## Activity 1
In the rows below the article, find every line containing the string "clicks" and copy each of those lines.

WRESTLING: Rance Bahr steps down as Jacks’ head coach, will ‘pursue other options’ in local wrestling scene
Rance Bahr resigned from his position as Bemidji High School wrestling head coach after 14 seasons. Bahr looks to "pursue other options" as the most decorated head coach in program history.
BEMIDJI – Wrestling looks much different in Bemidji than it did 14 years ago.
Rance Bahr accepted the Bemidji High School wrestling head coaching position in 2009. Since then, he’s amassed a 298-129 career record, nine section championship appearances, three team state tournament appearances, a fourth-place state tournament team finish and a girls wrestling state championship in 2022.
During Bahr’s 14 years at the helm, BHS compiled 71 individual state tournament berths – 61 boys and 10 girls. Of those 71 entrants, 25 of them – 18 boys and seven girls – returned as medalists.
Bahr coached at every youth level before bringing the BHS wrestling program to unprecedented heights. In the program’s 67-year history, Bahr’s 298 career wins as head coach are 161 more than Ken Schmoker, who held the position longer than anybody from 1957-75. Bahr was also instrumental in developing the state’s most prominent sanctioned girls wrestling program over the last two seasons.
The Bemidji native has a myriad of accomplishments as a youth wrestling coach. However, he feels like it’s time for a fresh leader. Following the 2022-23 season, which included a Section 8-3A runner-up finish and 15 individual state tournament berths, Bahr resigned as head coach.
He explained that part of the reason he is stepping down is to have the opportunity to give his daughter, Tori Bahr, his full attention during her senior year.
“I want to help her and her teammates in any way I can as well. This girls wrestling team has absolutely exploded at Bemidji High School,” he said. “In the past two years, we’ve had the most girls in the state each year. To be running 70 high school athletes in one practice, there’s times when the athletes aren’t getting what they need. I want to be able to focus on more of the girls side of things.”
Bahr isn’t closing the book on his coaching career. He intends to take a step back and “pursue other options” in the local wrestling scene. Bahr said he wants to be a resource for the next head coach to lean on, especially when developing the rapidly growing girls wrestling program.
“I hope to be as involved as the next person allows me to be,” Bahr said. “I want to be there as a resource and help in any way or capacity I can. If that means taking a step back and not being in the practice room, I will do that. If that means the new person needs assistance in the practice room or at meets, I’m willing to do that. I’m just excited for whoever gets this program next, and I’m excited to see what they’ll do with it.”
Tori will be a senior captain for the Bemidji girls next winter. She is also among the 15 aforementioned state wrestling participants from the 2022-23 season. She’s the latest in a long line of Bahr family members to have their fingerprints on the Bemidji wrestling program.
It started with Darrell Bahr, a former BHS wrestler and a BHS Hall of Fame inductee. He took home a third-place finish at the 1956 state tournament. He also raised Rance on the wrestling mat in Bemidji.
“It’s where I’ve been my entire life,” Bahr reminisced. “I’ve known the wrestling room since third grade. It’s all I’ve ever known, really. My wife was a wrestling cheerleader, and we raised our family here. Wrestling has been a big part of my personal life and my everyday life. It’s just something that I’ve always known.”

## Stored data
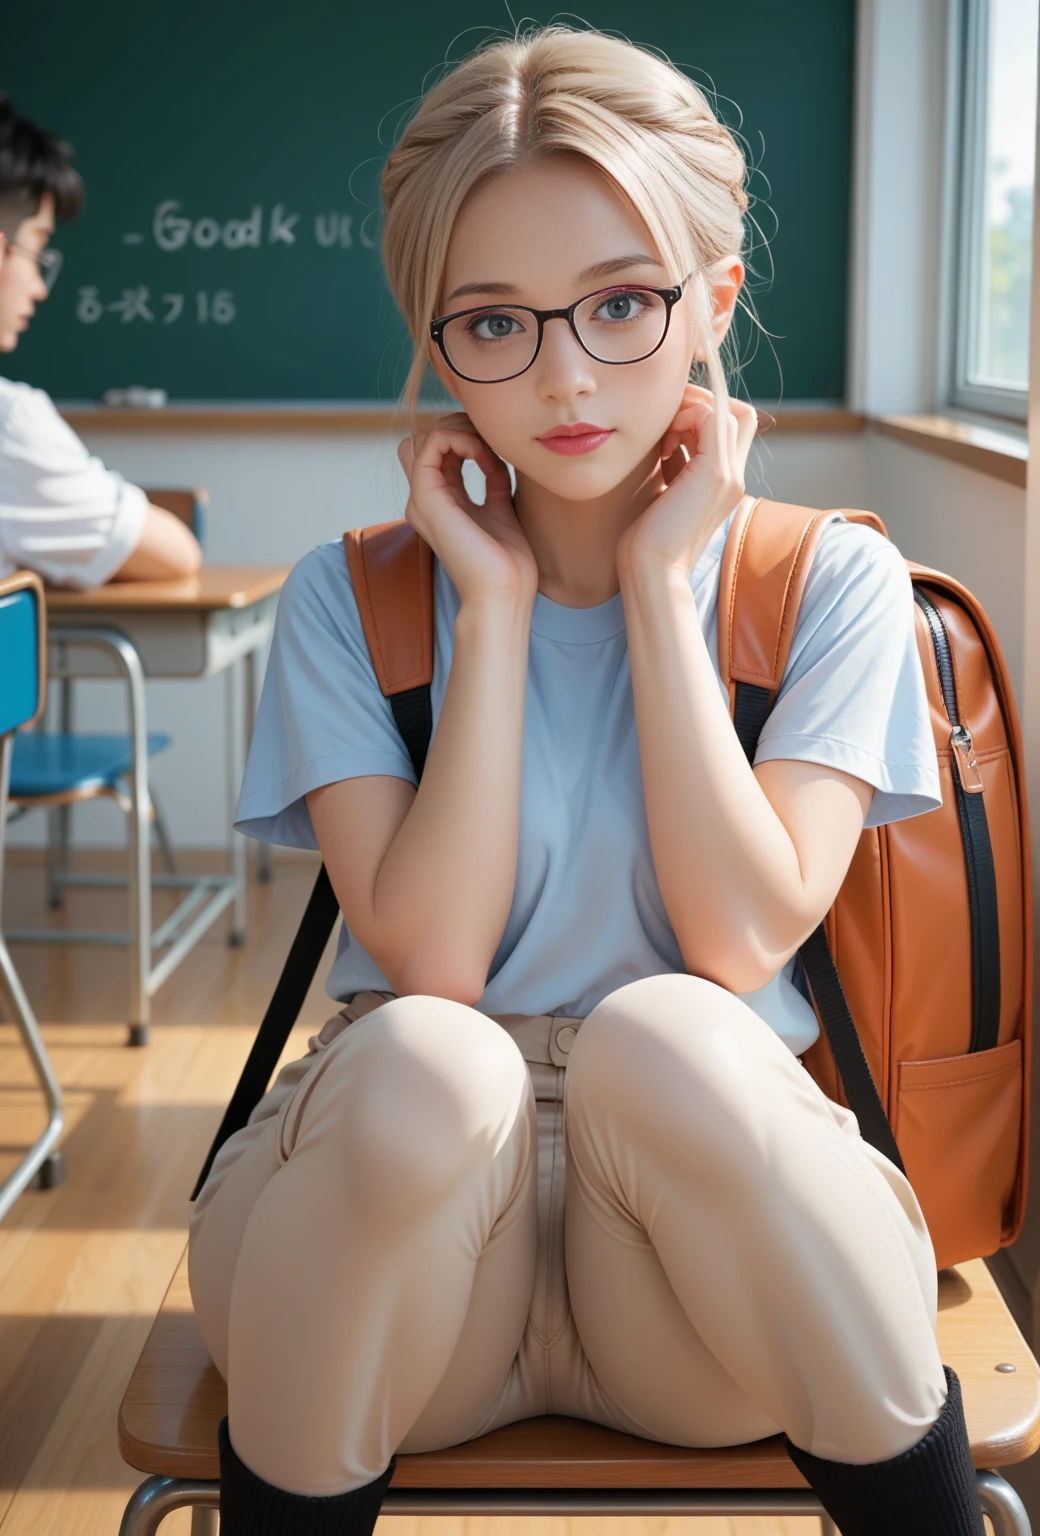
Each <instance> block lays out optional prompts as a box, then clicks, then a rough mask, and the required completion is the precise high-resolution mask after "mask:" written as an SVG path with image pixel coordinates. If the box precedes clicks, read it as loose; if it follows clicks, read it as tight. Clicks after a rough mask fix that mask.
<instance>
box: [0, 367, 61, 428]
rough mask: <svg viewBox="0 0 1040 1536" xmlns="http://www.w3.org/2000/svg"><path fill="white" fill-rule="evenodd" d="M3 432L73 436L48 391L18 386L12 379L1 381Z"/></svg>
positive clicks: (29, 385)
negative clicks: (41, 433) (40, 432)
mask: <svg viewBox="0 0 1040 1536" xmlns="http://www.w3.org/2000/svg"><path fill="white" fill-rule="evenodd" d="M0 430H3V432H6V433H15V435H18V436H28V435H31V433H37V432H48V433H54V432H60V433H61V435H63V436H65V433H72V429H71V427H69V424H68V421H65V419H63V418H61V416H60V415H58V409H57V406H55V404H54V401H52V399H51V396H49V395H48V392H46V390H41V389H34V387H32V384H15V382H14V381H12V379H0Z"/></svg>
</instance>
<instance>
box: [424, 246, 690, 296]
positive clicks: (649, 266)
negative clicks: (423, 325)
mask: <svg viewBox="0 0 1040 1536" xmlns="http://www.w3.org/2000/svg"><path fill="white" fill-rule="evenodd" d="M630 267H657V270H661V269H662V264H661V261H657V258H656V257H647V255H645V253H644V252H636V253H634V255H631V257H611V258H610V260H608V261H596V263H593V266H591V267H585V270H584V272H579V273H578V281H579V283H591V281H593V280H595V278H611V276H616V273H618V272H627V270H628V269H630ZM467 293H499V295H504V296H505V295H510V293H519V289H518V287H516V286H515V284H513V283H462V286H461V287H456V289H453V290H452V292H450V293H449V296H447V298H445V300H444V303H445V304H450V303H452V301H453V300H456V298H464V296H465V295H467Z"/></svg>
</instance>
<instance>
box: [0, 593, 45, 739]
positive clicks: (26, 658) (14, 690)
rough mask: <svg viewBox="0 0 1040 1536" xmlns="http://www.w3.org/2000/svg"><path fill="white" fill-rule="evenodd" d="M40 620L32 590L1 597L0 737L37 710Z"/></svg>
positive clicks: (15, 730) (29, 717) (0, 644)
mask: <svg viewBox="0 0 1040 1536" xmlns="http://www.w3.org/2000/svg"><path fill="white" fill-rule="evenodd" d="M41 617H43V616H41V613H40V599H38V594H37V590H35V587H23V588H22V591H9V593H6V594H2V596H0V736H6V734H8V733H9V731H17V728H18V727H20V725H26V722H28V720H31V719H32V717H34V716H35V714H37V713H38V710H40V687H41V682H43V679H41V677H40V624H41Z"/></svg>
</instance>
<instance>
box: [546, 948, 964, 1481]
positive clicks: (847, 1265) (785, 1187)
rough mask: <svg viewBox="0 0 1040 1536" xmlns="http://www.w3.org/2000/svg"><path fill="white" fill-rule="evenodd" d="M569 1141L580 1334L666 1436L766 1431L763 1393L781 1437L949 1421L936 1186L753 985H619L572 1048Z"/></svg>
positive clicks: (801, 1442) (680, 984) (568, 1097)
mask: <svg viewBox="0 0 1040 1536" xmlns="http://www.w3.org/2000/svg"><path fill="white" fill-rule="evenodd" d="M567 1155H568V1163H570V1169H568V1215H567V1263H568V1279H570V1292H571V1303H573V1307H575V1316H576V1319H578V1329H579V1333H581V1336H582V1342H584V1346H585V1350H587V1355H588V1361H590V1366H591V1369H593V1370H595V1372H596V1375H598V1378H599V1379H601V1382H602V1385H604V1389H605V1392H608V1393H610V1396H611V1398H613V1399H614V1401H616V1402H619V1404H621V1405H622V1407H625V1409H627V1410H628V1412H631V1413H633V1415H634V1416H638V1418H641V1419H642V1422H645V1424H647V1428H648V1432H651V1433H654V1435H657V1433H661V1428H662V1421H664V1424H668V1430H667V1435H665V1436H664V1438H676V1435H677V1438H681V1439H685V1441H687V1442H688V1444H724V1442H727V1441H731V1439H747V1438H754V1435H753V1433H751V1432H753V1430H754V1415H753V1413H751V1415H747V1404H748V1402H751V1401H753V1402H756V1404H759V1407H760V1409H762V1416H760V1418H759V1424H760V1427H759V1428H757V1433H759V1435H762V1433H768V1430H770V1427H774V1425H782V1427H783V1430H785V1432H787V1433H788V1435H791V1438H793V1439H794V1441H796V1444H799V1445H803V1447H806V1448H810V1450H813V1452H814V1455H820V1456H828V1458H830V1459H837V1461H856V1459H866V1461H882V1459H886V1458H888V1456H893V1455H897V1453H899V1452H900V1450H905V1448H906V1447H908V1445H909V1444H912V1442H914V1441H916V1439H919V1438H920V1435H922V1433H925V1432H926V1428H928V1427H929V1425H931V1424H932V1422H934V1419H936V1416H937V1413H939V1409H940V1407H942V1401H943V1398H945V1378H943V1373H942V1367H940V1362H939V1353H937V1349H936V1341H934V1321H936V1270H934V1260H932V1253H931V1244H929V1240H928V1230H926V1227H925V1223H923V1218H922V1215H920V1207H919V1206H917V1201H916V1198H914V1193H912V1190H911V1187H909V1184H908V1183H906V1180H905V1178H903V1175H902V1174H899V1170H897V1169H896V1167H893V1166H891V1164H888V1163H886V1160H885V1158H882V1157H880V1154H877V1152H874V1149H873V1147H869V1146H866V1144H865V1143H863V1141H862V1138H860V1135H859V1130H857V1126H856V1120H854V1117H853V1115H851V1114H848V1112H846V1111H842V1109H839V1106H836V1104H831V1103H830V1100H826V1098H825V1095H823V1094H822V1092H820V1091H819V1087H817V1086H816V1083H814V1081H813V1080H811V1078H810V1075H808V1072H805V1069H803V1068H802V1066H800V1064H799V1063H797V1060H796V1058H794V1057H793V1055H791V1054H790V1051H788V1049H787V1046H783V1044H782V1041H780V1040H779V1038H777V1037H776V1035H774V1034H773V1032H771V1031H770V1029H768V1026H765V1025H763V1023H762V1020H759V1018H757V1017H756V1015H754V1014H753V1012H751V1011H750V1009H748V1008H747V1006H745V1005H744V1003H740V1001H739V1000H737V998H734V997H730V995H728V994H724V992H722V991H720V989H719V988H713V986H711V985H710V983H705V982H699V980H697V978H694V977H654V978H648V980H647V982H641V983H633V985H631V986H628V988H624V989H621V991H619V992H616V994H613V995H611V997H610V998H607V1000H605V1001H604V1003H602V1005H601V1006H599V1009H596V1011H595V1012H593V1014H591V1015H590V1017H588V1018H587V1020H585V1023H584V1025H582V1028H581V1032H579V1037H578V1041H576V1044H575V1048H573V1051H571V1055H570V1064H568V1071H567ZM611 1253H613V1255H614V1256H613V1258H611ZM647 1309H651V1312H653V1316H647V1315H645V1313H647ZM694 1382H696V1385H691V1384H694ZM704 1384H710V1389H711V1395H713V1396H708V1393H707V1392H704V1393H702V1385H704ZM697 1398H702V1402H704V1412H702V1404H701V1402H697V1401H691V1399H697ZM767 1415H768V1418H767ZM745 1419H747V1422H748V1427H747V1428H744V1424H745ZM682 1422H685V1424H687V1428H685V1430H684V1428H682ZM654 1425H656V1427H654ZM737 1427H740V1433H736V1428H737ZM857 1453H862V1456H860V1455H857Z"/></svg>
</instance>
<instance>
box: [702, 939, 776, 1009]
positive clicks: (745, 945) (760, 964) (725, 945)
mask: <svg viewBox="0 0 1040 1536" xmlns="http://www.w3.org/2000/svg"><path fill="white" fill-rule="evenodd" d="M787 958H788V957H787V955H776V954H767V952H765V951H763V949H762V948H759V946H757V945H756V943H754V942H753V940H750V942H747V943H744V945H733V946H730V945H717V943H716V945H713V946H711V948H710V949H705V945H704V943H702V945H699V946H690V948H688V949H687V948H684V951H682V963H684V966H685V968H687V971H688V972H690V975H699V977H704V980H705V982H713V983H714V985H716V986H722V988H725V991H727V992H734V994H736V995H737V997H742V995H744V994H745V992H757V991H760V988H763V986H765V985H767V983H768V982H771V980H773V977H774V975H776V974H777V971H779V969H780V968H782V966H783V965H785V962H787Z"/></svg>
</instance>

## Activity 2
Condense the paragraph of the wrestling article that begins "Rance Bahr accepted the Bemidji High School" into a bulleted list that keeps its main facts.

## Task answer 1
Each <instance> block lays out optional prompts as a box, then clicks, then a rough mask, and the required completion is the precise high-resolution mask after "mask:" written as an SVG path with image pixel coordinates. If the box precedes clicks, read it as loose; if it follows clicks, read it as tight. Clicks after a rough mask fix that mask.
positive clicks: (29, 385)
negative clicks: (41, 433) (40, 432)
positive clicks: (649, 266)
negative clicks: (423, 325)
positive clicks: (26, 658) (14, 690)
positive clicks: (15, 730) (29, 717) (0, 644)
positive clicks: (847, 1265) (785, 1187)
positive clicks: (801, 1442) (680, 984) (568, 1097)
positive clicks: (745, 945) (760, 964) (725, 945)

## Task answer 2
- Took the Bemidji High School wrestling head coaching job in 2009
- 298-129 career record
- Nine section championship appearances
- Three team state tournament appearances
- A fourth-place team finish at the state tournament
- A girls wrestling state championship in 2022